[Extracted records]
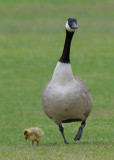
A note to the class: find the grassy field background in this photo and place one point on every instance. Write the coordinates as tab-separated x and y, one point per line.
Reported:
31	42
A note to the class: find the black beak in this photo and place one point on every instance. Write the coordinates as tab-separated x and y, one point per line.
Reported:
74	25
26	138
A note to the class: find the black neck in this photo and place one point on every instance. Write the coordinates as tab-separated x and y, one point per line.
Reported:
65	58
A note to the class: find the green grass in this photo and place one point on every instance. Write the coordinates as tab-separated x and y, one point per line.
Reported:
31	42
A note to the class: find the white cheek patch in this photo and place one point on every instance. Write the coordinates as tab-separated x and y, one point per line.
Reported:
68	27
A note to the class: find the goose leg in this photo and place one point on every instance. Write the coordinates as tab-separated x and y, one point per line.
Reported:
33	143
80	131
62	132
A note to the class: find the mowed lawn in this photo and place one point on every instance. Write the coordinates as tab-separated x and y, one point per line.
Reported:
31	42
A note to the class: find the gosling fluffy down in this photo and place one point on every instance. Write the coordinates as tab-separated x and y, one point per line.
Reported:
33	134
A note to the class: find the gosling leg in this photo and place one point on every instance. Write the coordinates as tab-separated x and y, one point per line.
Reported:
37	143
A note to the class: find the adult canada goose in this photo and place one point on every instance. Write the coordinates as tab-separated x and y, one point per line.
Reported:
66	98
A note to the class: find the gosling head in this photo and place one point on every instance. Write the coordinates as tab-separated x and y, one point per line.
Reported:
71	25
27	133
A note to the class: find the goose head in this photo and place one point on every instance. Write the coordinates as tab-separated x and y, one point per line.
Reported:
71	25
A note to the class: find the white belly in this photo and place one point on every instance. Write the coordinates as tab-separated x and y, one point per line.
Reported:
66	102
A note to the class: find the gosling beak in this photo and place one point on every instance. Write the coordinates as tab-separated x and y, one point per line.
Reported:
26	138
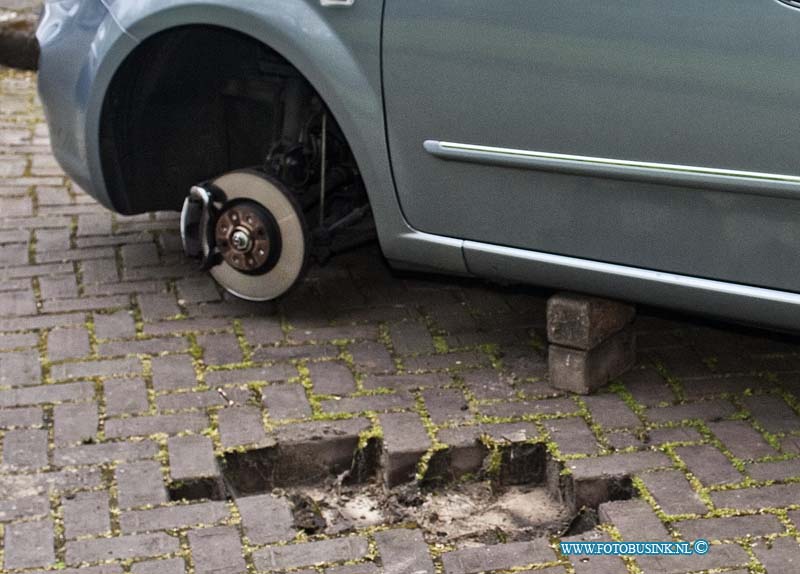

» **Requirement**:
Nothing but the lines from the one holding "A note to the class: find the gosling fluffy" through the final line of the entries should be retyped, exactly as they stand and without pictures.

» **Completed task**:
A note to the class: find the gosling fluffy down in this photo and place one point on every instance. Write the coordinates as tab-separated x and y, one point per line.
Reported:
33	134
A note to the class: find the gosling leg in this photo and place one point on every instance. Write the coordinates as tab-separated x and y, one point per line.
Reported:
37	143
A note to the class: find the adult canada goose in this photo and place one point on every instance. Write the coordinates as tab-separated x and y, one point per line.
Reported:
66	98
A note to the class: find the gosling head in this photo and place one point on every instance. Write the coordinates as tab-separated x and y, one point per line.
Reported:
71	25
27	133
A note to the class: find the goose head in this photo and place one point on every instance. Write the coordinates as tab-separated x and y, one point per line.
Reported:
71	25
A note to the class: find the white belly in this photo and place one point on every instance. Write the coordinates as tab-separated x and y, one point per line.
Reported:
66	102
A note to the class: find the gosling beak in this photo and place one point on every instance. Write the coordinates as tab-separated x and y, one point per line.
Reported:
26	138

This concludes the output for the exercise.